### PAGE EXCERPT ###

Jacob Winebrenner Slagle (August 31, 1903 – January 10, 1981), sometimes known as Jake Slagle, was an American football player.

Athletic career
Slagle grew up in Baltimore, Maryland, and attended the Gilman School before enrolling at Princeton University.  He played college football at the fullback, halfback and quarterback positions for the Princeton Tigers football team from 1924 to 1926 and was known as a triple-threat man who handled passing, kicking and rushing responsibilities for the team, and excelled on defense as well.

Slagle was selected by the United Press as a first-team fullback on the 1925 College Football All-America Team.  He also received second-team All-American honors in 1924 from Walter Camp (at quarterback) and in 1925 from the Associated Press (at fullback), All-America Board (at quarterback), Collier's Weekly (at halfback), and others.

### SUPPLIED ENTRIES ###

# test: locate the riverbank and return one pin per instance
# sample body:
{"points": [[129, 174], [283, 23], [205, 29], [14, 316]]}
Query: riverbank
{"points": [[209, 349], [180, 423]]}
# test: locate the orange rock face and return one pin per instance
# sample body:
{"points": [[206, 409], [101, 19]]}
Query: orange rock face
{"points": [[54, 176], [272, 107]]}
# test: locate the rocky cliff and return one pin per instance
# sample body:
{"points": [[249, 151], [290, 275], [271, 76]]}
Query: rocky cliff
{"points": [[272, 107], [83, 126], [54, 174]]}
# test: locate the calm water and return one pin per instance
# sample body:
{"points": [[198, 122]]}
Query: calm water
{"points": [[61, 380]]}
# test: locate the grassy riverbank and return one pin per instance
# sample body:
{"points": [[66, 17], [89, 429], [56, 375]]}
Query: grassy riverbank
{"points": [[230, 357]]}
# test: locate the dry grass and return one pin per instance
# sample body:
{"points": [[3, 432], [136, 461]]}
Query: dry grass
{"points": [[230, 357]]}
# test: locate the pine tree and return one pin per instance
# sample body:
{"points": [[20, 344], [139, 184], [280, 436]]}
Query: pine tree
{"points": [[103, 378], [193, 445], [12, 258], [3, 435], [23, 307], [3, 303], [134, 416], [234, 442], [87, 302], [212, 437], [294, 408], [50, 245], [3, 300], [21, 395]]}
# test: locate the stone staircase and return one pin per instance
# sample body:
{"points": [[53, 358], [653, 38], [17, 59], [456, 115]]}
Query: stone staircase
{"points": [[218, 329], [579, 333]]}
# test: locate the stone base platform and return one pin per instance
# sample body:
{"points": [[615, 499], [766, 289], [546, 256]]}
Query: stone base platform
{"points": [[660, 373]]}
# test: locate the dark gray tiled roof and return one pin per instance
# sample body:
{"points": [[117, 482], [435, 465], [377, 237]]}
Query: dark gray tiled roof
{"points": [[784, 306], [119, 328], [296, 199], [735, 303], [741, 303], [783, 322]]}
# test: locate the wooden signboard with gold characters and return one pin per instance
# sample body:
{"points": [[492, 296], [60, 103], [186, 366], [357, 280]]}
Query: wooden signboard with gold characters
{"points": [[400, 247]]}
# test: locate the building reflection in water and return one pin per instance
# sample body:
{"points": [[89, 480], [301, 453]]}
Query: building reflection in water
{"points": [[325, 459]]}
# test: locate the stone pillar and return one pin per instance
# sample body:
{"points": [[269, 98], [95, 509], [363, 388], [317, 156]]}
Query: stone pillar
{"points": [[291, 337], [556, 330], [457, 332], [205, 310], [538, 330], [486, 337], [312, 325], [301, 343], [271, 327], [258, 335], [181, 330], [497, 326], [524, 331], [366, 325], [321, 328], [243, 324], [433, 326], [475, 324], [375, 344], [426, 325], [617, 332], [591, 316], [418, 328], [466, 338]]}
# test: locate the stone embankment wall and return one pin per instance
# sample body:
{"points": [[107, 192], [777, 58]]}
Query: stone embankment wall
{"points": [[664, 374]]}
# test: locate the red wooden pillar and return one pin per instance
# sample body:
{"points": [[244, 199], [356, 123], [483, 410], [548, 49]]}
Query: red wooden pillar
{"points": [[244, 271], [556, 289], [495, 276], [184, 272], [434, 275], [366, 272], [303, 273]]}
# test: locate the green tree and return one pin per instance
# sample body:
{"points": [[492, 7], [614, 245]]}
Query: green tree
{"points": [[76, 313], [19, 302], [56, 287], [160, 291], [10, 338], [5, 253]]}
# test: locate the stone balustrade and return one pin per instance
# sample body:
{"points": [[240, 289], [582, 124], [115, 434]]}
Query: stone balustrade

###

◆ **TRY IT**
Using the passage on Jake Slagle, decide whether each statement agrees with it, answering yes or no and quoting the deciding words: 1. Slagle attended the Gilman School before he enrolled at Princeton University. 2. Walter Camp gave Slagle second-team All-American honors at fullback in 1924. 3. Slagle played for the Princeton Tigers from 1924 to 1926. The material plays no part in this work.

◆ **RESULT FOR THIS TASK**
1. Yes: "attended the Gilman School before enrolling at Princeton University"
2. No: "in 1924 from Walter Camp (at quarterback)"
3. Yes: "for the Princeton Tigers football team from 1924 to 1926"